STATED PROBLEM:
In the temp news parody, what did meteorologists spot in the Bay Area?

They are three rather large images, so they may take a while to
load. Then come back and read the rest of this page, okay?
Deleted
(Humor Lacking) Scene V: News for Temps!
Every so
often I try to write some temp news. And I always fail. My
failures usually look like this:
Let
me guess. You want all the latest news about temping, but you
don't have the time to search for it yourself. No
problem! Thanks to NMD's patented temp-sniffing software, we'll
bring the news to you! Hm.
Temp-sniffing. Not a great choice of words. Anyway!
Let's check out what's happening in temping news across the globe! POLITICS:
Once again, those big-wig politicians are up to no good, it seems. I
don't really have anything to back that up. But you know those
big-wig politicians. HEALTH: BUSINESS:
Two of the three major indexes closed up on Nov. 19 by more than 20
percent from the three-year lows they hit Sept. 21, the Dow up by more
than 21 percent and the Nasdaq by 36 percent. The S&P 500 closed off
its Sept. 21 lows by more than 19 percent that day. They have held close
to those levels since then, with the Dow up 19.8% at 9872.60, the Nasdaq
up 36% at 1935.97 and the S&P 500 up 19% at 1149.50 as of the close
Tuesday. No
temps were harmed. SCIENCE:
Cloning is once again making headlines! Scientists have cloned a
human embryo, and are preparing to push it through a piece of fabric to
see if it will reassemble itself and... oh, wait, no. As
always, there are moral and ethical questions concerning cloning, and
government and religion alike have come down hard against the
practice. Temps need to make a stand against cloning as well.
Considering the job situation these days, do temps really need even more
competition? A clone temp agency could hire a single temp, clone him
a thousand times, and send him to every single available job
interview. WEATHER:
High temps in the mid 60s can be expected for Los Angeles and San
Diego. Lotta middle-aged pot-smokers on the west coast, looks
like. And, in Cleveland, headlines read: "Cold front will put a
freeze on warm temps." Well, duh. In
the Bay Area, a weather abnormality. Meteorologists, using satellite
technology, have spotted a tiny raincloud, no bigger than a basketball,
hovering over one temp's head, everywhere he goes. |
Deleted
(Uncompleted) Scene VI: God!
I thought
I'd try writing some goofy stuff about God not long ago. I
eventually gave up, and it had nothing to do with the 46 consecutive
lightning bolts that struck my apartment.

DATA EXTRACT:
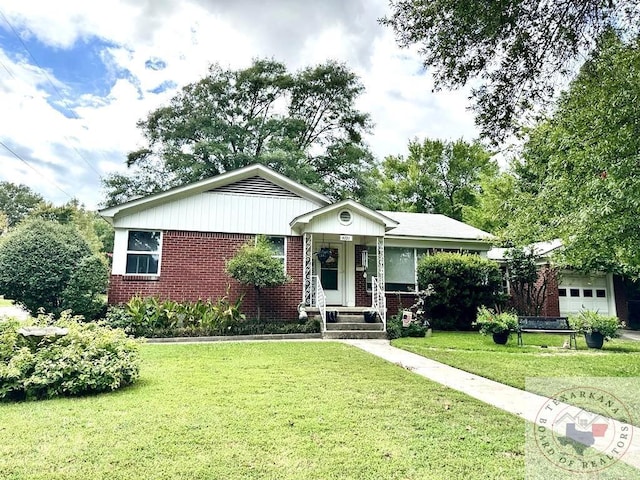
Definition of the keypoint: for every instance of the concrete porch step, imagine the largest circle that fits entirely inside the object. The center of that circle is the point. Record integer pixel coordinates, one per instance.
(373, 327)
(354, 335)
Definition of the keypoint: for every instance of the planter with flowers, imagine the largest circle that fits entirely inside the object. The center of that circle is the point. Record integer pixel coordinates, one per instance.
(596, 328)
(499, 325)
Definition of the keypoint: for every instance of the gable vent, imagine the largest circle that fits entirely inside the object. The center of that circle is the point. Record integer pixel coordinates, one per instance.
(345, 217)
(255, 186)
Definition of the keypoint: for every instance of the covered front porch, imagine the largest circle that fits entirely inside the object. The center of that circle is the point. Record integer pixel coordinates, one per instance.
(339, 283)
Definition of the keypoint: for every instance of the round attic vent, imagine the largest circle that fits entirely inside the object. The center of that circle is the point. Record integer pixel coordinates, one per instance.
(345, 217)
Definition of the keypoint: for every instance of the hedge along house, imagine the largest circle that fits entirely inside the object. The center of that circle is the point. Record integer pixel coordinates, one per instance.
(342, 257)
(569, 291)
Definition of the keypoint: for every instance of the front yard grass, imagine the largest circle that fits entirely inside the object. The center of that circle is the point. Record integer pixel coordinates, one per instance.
(542, 356)
(282, 410)
(5, 302)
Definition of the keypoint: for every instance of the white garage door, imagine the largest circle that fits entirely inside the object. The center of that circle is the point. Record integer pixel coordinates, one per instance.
(583, 293)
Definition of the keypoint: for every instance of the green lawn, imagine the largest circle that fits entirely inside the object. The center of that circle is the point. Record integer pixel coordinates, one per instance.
(5, 303)
(280, 410)
(542, 356)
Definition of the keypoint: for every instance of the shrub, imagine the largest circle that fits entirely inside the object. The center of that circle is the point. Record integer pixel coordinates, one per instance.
(91, 358)
(491, 322)
(588, 321)
(151, 317)
(461, 283)
(37, 264)
(395, 328)
(255, 265)
(84, 294)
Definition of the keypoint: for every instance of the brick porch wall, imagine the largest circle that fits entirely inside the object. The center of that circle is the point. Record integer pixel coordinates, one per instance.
(551, 305)
(192, 268)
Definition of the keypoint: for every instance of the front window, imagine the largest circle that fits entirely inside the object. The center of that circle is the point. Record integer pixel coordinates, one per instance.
(143, 252)
(278, 246)
(400, 268)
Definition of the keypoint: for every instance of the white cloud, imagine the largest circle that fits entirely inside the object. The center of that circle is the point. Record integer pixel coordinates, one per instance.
(188, 37)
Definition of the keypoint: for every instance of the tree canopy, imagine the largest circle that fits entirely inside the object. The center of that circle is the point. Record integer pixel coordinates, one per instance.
(511, 51)
(45, 264)
(17, 201)
(436, 177)
(304, 125)
(579, 177)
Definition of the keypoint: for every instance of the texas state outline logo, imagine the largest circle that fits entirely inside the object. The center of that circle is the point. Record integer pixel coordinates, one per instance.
(564, 432)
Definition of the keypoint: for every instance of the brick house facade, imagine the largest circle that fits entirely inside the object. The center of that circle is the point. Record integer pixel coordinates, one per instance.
(175, 244)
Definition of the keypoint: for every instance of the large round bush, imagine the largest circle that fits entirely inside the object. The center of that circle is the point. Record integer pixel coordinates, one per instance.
(91, 358)
(49, 265)
(461, 284)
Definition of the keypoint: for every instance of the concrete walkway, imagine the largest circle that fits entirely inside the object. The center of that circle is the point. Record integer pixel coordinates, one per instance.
(13, 312)
(518, 402)
(630, 335)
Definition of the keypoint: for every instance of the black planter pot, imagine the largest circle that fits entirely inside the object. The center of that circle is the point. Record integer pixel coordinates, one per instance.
(370, 317)
(501, 337)
(594, 339)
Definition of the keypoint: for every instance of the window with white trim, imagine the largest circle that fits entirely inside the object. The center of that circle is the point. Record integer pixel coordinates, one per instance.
(143, 252)
(400, 268)
(279, 247)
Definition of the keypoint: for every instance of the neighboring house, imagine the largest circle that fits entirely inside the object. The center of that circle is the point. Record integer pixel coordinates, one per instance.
(571, 291)
(175, 244)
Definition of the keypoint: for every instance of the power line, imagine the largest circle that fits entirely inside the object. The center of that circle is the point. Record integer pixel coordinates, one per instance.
(53, 86)
(35, 169)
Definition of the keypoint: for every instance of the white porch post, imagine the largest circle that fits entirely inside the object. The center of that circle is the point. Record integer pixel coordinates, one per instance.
(307, 269)
(381, 279)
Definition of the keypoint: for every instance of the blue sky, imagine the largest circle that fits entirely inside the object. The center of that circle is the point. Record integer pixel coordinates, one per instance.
(76, 76)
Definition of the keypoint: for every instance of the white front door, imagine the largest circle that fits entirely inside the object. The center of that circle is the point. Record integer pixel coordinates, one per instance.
(331, 271)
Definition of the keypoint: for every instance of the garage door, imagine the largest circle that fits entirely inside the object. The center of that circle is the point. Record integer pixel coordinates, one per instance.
(583, 293)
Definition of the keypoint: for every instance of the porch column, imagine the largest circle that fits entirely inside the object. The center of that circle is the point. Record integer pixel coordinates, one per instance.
(307, 269)
(381, 279)
(380, 260)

RESULT FOR THIS EXERCISE:
A tiny raincloud, no bigger than a basketball, hovering over one temp's head everywhere he goes.